*Texto de leitura*.
--

26 Março 2013
Uma melhor gestão na Cúria é necessária e é certamente possível. Uma reforma abrangente, no entanto, será um desafio real. Pode ser necessário alguém com a simplicidade de São Francisco e as competências organizacionais de Santo Inácio.
A reflexão é do jornalista e jesuíta norte-americano Thomas J. Reese, ex-editor-chefe da revista America, dos jesuítas dos EUA, de 1998 a 2005, e autor de O Vaticano por dentro (Ed. Edusc, 1998). O artigo foi publicado no sítio National Catholic Reporter, 25-03-2013. A tradução é de Moisés Sbardelotto.
Eis o texto.
Enquanto os cardeais fazem as suas malas e pegam os seus aviões de volta para casa, o Papa Francisco fica com o trabalho inacabado de reformar a Cúria vaticana, algo que praticamente todos os cardeais disseram que queriam. Mas não está claro o que eles queriam dizer com "reforma". Afinal, a "reforma" está nos olhos de quem vê.
Eu faria uma distinção entre dois tipos de reforma: uma melhor gestão e uma reforma abrangente.
Grande parte dos escândalos em torno da Cúria recentemente são simples problemas de gestão que podem ser resolvidos seguindo as "melhores práticas" de empresas e governos.
Corrupção financeira: governos e corporações têm lidado com a corrupção financeira por séculos. As soluções envolvem sistemas adequados de contabilidade, regras para o conflito de interesses, licitação competitiva, transparência nas finanças e auditores internos e externos. Parte do problema aqui é que a equipe de liderança (cardeais, bispos e padres) não têm nenhuma compreensão e formação nesses campos. Eles têm que depender dos outros. Mas o problema também resulta da arrogância de pensar que a Igreja é diferente de alguma forma e não pode aprender com as práticas governamentais e empresariais.
Algumas ações já foram tomadas. O Papa João Paulo II trouxe o cardeal Edmund Szoka para modernizar o sistema de contabilidade vaticano. O Papa Bento XVI deu um grande passo em 2011 ao insistir que o Vaticano seguisse os padrões estabelecidos pela agência europeia Moneyval. Ele queria que o Vaticano constasse na "lista branca" de países bons da Moneyval. No passado, o Vaticano sempre afirmou que era único e não podia ser julgado pelos padrões de ninguém mais. A decisão de Bento XVI significa que, a cada ano, pessoas de fora irão verificar o que o Vaticano está fazendo e fornecer um relatório público.
É no Estado da Cidade do Vaticano e no Banco do Vaticano onde a reforma financeira faz mais sentido. Essas entidades fazem coisas seculares (museu, reparação de edificações, lojas etc.) para as quais as melhores práticas estão facilmente disponíveis. A Congregação para a Evangelização dos Povos também tem muito dinheiro que está sendo usado para as missões. Essa agência deveria seguir os melhores padrões das organizações não governamentais internacionais.

--

*Dados selecionados*.

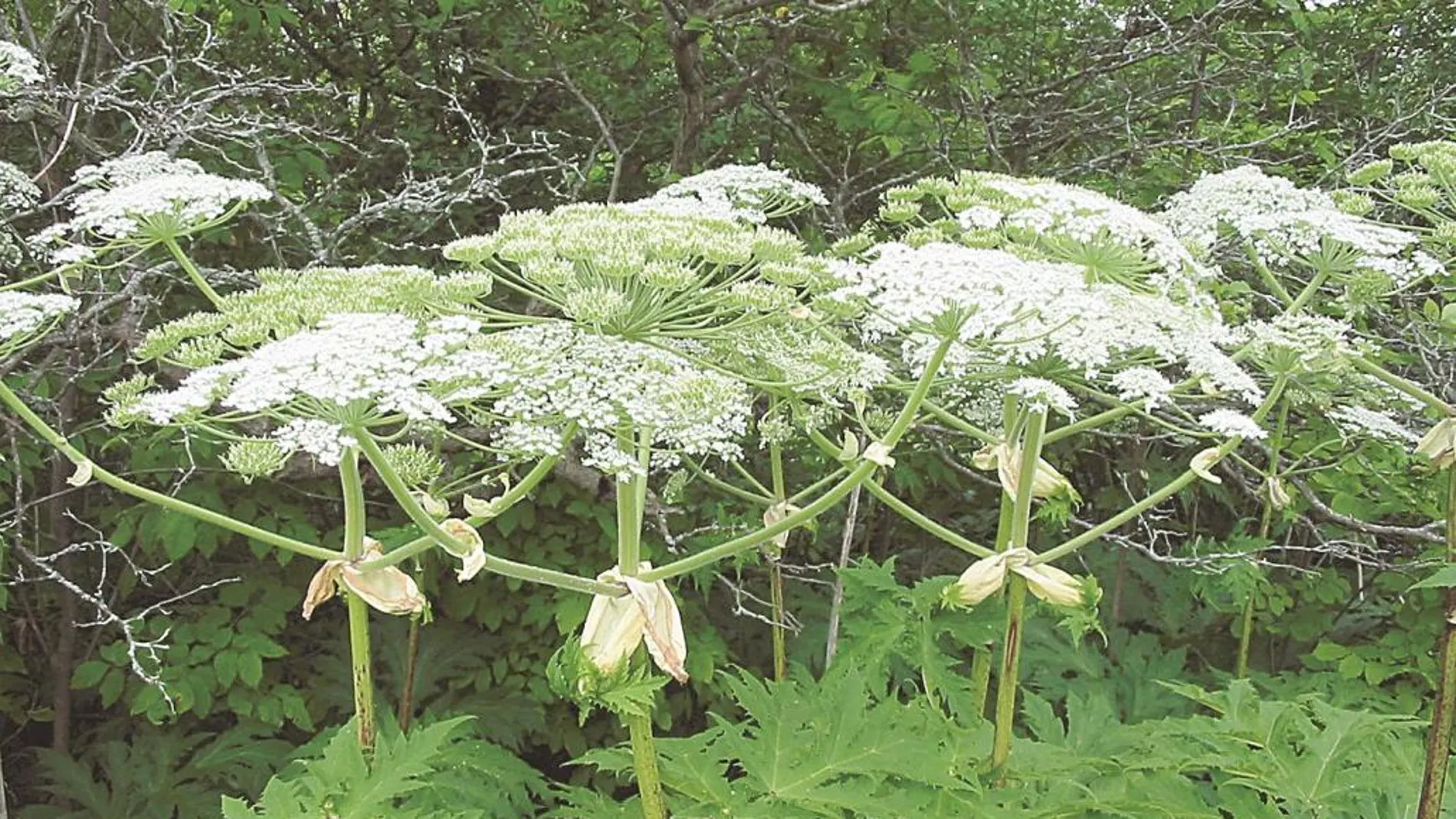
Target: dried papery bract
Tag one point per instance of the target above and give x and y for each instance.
(616, 626)
(388, 589)
(988, 575)
(1048, 482)
(1205, 461)
(472, 552)
(1439, 444)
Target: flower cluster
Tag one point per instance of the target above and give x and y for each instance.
(18, 67)
(642, 273)
(149, 198)
(25, 315)
(16, 189)
(16, 194)
(739, 192)
(1376, 424)
(1110, 241)
(742, 293)
(1232, 424)
(1012, 312)
(1297, 344)
(1287, 224)
(287, 301)
(647, 614)
(356, 370)
(605, 386)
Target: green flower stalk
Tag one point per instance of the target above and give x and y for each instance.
(362, 667)
(1443, 716)
(1019, 532)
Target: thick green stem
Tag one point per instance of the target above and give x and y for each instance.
(781, 662)
(823, 503)
(1008, 681)
(1153, 500)
(401, 490)
(191, 271)
(1439, 742)
(1402, 385)
(980, 678)
(158, 498)
(360, 655)
(644, 760)
(1241, 662)
(631, 505)
(1241, 667)
(925, 523)
(1009, 673)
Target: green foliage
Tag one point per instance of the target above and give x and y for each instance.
(158, 773)
(435, 771)
(835, 747)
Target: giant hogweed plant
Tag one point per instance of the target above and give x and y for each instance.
(650, 336)
(650, 330)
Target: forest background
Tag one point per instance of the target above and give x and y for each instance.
(386, 129)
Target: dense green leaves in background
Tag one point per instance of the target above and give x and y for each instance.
(388, 127)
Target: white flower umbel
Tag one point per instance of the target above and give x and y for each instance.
(1082, 226)
(747, 192)
(357, 370)
(1108, 241)
(1017, 312)
(1299, 342)
(605, 386)
(1363, 421)
(289, 301)
(1040, 395)
(24, 316)
(1232, 424)
(149, 198)
(1289, 224)
(1142, 383)
(18, 67)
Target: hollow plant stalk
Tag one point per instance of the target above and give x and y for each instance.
(781, 662)
(1017, 589)
(862, 470)
(360, 655)
(191, 271)
(631, 508)
(1241, 667)
(1439, 741)
(77, 457)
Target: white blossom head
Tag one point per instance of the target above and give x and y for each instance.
(1297, 344)
(287, 301)
(1017, 316)
(149, 198)
(1356, 421)
(25, 317)
(605, 388)
(16, 194)
(1292, 229)
(1108, 241)
(316, 388)
(1427, 181)
(18, 69)
(744, 293)
(743, 192)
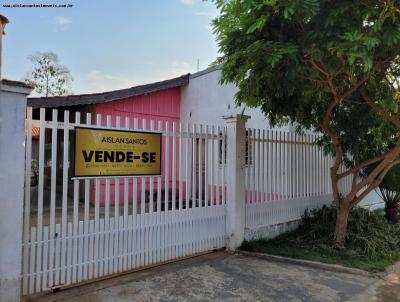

--

*Requisitos das tarefas*.
1. Segundo o texto sobre a reforma da Cúria, em que ano Bento XVI insistiu que o Vaticano seguisse os padrões da Moneyval?
2. Prossiga com o texto sobre a reforma da Cúria, começando logo após a última frase apresentada.
As linhas não têm nenhuma relação com o texto sobre a reforma da Cúria.

*Resultados por tarefa*.
1. Em 2011.

2.
Improbidade sexual: a improbidade sexual não ocorre apenas na Igreja Católica, mas também ocorre em governos, empresas e nas Forças Armadas. É por isso que existem regras contra o assédio sexual, contra o sexo entre empregados e supervisores, e contra a promoção em troca de favores sexuais. As regras também não são suficientes. Deve haver oficiais de conformidade que investiguem as denúncias e façam com que as regras sejam cumpridas. Se essas afrontes se relacionarem com o trabalho, o Vaticano deve tratá-las como causas para a rescisão, e não simplesmente como pecados.
Rivalidade mesquinha: é útil que um executivo tenha subordinados que discutam entre si, de modo que ele receba uma grande variedade de conselhos. Francamente, um dos problemas dos papados de João Paulo II e de Bento XVI foi a sua falta de vontade de ouvir uma grande variedade de vozes. Mas, quando a disputa diz respeito a poder e prestígio, ela se torna disfuncional, e uma mão forte é necessária para pôr as pessoas de volta na linha. O arcebispo Giovanni Benelli, como sostituto, desempenhou esse papel no papado de Paulo VI, semelhante ao do chefe de gabinete da Casa Branca. Os cardeais tremiam na sua presença. Ele mantinha as pessoas em sintonia.
Vazamento de documentos: todo governo tem esse problema, e a maioria fracassa na tentativa de freá-lo ou de pegar os vazadores. As pessoas vazam informações por quatro motivos: por dinheiro; porque são chantageadas; porque querem constranger alguém; ou porque querem forçar uma mudança em termos de política.
Parte da solução é classificar menos documentos como sigilosos. Mas, se você fizer uma investigação, então ela precisa ser profissional. Os procuradores e juízes vaticanos aceitaram a explicação do mordomo sobre por que ele roubou e vazou documentos – ele queria reformar a Igreja e agiu sozinho. Alguém verificou o seu histórico financeiro ou seus registros telefônicos? E, no fim, ele só recebeu um tapa na mão.
A imprensa italiana está repleta de histórias sobre autoridades da Cúria que são chantageadas por improbidade sexual. Poderia ser essa uma causa de vazamento? Os jornalistas italianos estão chantageando as suas fontes?
E com relação ao relatório secreto sobre a investigação feita pelos três cardeais nomeados por Bento XVI? Você realmente acha que três cardeais com mais de 80 anos têm as habilidades de Columbo, Nancy Drew e Miss Marple [famosos detetives dos EUA]? Meu palpite é de que o seu relatório está simplesmente preenchido com o que já é de conhecimento público, mais alguns boatos e opiniões, o que o tornaria um embaraço para se publicar.
Reforma abrangente
Falar sobre reformar a Cúria é como falar sobre reformar o código tributário dos EUA. Todo o mundo o defende enquanto não o afetar.
Mesmo os membros da Cúria Romana falam sobre a necessidade de reforma, mas, para um cardeal curial, a reforma significa que ele receba mais poder e que se oponente do escritório ao lado receba menos. Para os conservadores, a reforma significa ter uma Cúria mais forte, que fale com uma só voz ao impor a visão do Vaticano sobre o resto da Igreja. Para os moderados, a reforma significa uma descentralização do poder e mais colegialidade. Em outras palavras, você não pode reformar a Cúria enquanto não souber o que você quer que ela faça.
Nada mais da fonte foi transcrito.